#### [Instrução 1]
Responda com base no diálogo sobre auto-observação:
(a) Que data aparece acima do título "APENAS VIVER"?
(b) Segundo Pessoa, o que seu último e-mail encontrou em JR?
(c) Que frase JR diz em resposta à última fala de Pessoa?
#### [Instrução 2]
Prossiga com o diálogo sobre auto-observação a partir da última fala mostrada.

Este blog não foi criado para quem já fechou as persianas de sua mente e cuidadosamente as fixou para que nenhum filete de luz de novas idéias penetre e perturbe sua sonolenta e estagnante zona de conforto. Este blog é para os poucos que querem entrar na terra firme da experiência direta por não verem outro caminho mais seguro a tomar.

04 novembro 2007

APENAS VIVER


- Viva, JR!
- Viva, Pessoa!

- Antes de mais, agradeço a você toda a sua atitude paciente, e ternamente generosa, comigo. Meu último e-mail, repleto de questões confusas, de labirintos intelectualistas, encontrou em você um oceano de clareza. Parece-me que minha intenção era mais criticar, atacar, do que realmente compreender.
- Fique na boa! Quem se presa a escrita, tem que estar aberto e preparado para todo tipo de reação emocional. É interessante notar em mim mesmo, a maneira como reajo a cada manifestação dos leitores. Aprendo muito sobre mim, a cada situação desse tipo.
- JR, não me leve muito a sério, pois, não sou cônscio de mim mesmo. Só agora estou dando os primeiros passos de um caminho que, mesmo sendo óbvio, é, provavelmente, o caminho mais difícil. É muito difícil me auto-observar, sem motivo, sem julgamento, sem comparação, sem intelecto, sem o peso desgastante das memórias emocionais...
- Sei muito bem o que você quer dizer com isso, Pessoa!
- A auto-observação simples e crua é a própria vida, mas minha mente me mantém prisioneiro numa espécie de não-vida, de inconsciência.
- Seja bem-vindo ao Planeta Terra, irmão!

#### [Registros de dados]
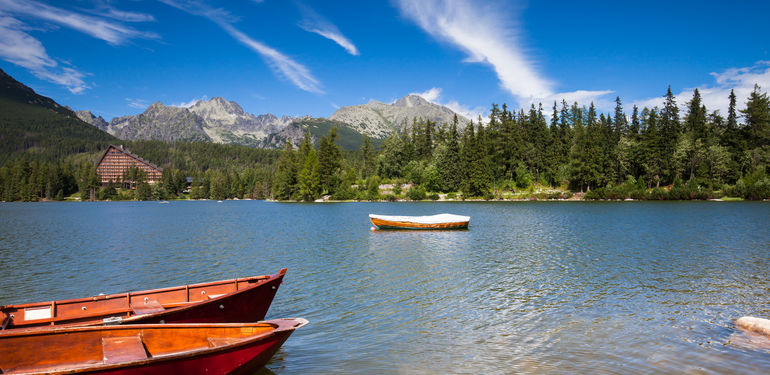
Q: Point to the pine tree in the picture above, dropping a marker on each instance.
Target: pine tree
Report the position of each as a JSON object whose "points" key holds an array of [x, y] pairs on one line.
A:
{"points": [[669, 129], [757, 115], [308, 180], [367, 151], [285, 180], [329, 162]]}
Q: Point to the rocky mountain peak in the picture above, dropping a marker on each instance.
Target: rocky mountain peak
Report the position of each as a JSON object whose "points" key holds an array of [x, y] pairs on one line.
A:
{"points": [[379, 120], [155, 106], [90, 118], [412, 101]]}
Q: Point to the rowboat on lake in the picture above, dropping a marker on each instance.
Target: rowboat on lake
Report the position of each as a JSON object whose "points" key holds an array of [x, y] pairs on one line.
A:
{"points": [[226, 301], [441, 221], [209, 348]]}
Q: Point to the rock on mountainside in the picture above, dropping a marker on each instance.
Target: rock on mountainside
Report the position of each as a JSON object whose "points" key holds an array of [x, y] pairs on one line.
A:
{"points": [[90, 118], [160, 122], [226, 122], [221, 121], [379, 119]]}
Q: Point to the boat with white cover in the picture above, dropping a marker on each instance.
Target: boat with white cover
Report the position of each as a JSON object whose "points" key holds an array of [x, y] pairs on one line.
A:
{"points": [[440, 221]]}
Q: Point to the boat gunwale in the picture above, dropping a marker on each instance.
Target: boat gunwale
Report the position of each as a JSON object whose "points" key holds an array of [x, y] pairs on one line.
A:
{"points": [[280, 326], [391, 224], [253, 281]]}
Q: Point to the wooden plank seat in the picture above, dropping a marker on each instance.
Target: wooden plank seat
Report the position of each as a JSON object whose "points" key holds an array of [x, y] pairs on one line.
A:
{"points": [[123, 349], [147, 307]]}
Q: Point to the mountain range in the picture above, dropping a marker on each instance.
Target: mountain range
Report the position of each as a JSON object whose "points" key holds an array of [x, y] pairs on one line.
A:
{"points": [[221, 121], [218, 120]]}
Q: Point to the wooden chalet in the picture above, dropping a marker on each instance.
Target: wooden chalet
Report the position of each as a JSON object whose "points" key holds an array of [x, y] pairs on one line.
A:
{"points": [[117, 160]]}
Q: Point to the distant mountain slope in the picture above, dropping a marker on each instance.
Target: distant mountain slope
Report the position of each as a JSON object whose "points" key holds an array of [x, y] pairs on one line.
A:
{"points": [[160, 122], [14, 91], [37, 127], [92, 119], [379, 119], [347, 138]]}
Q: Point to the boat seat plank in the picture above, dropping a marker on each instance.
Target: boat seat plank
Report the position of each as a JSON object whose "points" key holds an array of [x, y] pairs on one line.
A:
{"points": [[123, 349], [148, 307], [222, 341]]}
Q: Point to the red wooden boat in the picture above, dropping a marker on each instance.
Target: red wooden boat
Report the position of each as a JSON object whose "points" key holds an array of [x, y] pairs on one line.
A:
{"points": [[212, 348], [226, 301]]}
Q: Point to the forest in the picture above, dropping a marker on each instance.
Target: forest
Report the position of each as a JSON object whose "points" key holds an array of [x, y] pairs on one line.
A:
{"points": [[649, 153]]}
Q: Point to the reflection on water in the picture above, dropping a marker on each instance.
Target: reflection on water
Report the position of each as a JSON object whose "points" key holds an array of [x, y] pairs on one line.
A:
{"points": [[568, 287]]}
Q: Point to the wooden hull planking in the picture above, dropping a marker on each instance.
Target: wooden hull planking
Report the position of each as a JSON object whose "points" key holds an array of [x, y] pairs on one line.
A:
{"points": [[222, 348], [389, 224], [225, 301]]}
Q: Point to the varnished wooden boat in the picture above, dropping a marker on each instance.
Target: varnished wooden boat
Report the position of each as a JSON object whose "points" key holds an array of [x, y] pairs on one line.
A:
{"points": [[226, 301], [210, 348], [441, 221]]}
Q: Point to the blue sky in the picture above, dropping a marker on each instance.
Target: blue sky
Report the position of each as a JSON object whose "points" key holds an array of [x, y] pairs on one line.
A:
{"points": [[303, 57]]}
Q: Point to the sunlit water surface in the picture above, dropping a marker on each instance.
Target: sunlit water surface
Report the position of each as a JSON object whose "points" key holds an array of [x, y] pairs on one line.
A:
{"points": [[550, 287]]}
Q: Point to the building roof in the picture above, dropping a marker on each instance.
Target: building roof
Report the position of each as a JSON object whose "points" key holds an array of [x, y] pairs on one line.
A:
{"points": [[121, 149]]}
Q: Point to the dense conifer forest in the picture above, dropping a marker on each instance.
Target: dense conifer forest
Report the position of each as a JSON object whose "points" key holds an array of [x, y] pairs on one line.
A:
{"points": [[647, 153]]}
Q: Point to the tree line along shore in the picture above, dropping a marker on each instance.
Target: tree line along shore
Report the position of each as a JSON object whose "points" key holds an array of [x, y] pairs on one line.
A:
{"points": [[649, 154]]}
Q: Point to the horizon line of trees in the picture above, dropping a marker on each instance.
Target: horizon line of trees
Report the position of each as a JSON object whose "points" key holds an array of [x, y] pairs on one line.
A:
{"points": [[606, 155]]}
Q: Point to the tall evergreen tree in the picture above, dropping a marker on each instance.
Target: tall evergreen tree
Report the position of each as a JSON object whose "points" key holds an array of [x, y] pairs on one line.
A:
{"points": [[329, 162]]}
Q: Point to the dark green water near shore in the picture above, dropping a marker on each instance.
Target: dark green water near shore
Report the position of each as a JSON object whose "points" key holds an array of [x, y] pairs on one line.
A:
{"points": [[545, 287]]}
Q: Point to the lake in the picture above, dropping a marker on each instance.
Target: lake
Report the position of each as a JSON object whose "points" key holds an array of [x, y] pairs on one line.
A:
{"points": [[531, 287]]}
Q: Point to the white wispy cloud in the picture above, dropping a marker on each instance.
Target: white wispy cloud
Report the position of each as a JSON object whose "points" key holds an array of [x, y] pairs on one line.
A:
{"points": [[715, 96], [433, 95], [126, 16], [430, 95], [111, 32], [283, 65], [191, 102], [20, 48], [315, 23], [487, 34]]}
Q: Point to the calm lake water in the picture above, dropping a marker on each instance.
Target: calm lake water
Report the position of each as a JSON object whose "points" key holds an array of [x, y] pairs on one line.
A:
{"points": [[547, 287]]}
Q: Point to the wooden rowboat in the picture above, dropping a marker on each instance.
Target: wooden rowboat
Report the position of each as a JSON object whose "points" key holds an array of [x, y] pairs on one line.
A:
{"points": [[210, 348], [441, 221], [226, 301]]}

#### [Resposta do exercício 1]
(a) 04 novembro 2007.
(b) Um oceano de clareza.
(c) "Seja bem-vindo ao Planeta Terra, irmão!"

#### [Resposta do exercício 2]
- Agradeço também ter continuado a me enviar textos para nutrir a consciência, como este aqui sobre "A Inteligência", com o qual concordo, tão simplesmente, por ser verdade/realidade/fato. Aliás, minha desistência dos estudos universitários se prende também com a minha percepção intuitiva de que nos bancos da escola não se ensina inteligência, apenas memória (intelecto). E eu ambicionava por mais do que meros conhecimentos técnicos. Eu queria VIDA. E, depois de três anos atravessando um deserto de livros, teorias, filosofias, reflexões, opiniões, investigações, eu me dou grato por ter encontrado o caminho para essa VIDA: a consciência.
- Consciência é a resposta, já dizia Robert Happé! Está aí um ótimo livro para você ler!
- Sim, a consciência!... Curiosamente, esse caminho não tem trilho, não tem sinalização indicando direções, aliás, nem sequer existe antes de eu o pisar. É como andar no escuro. E é assim que eu me sinto desde que eu "despertei" - me sinto andando em caminho incerto e invisível.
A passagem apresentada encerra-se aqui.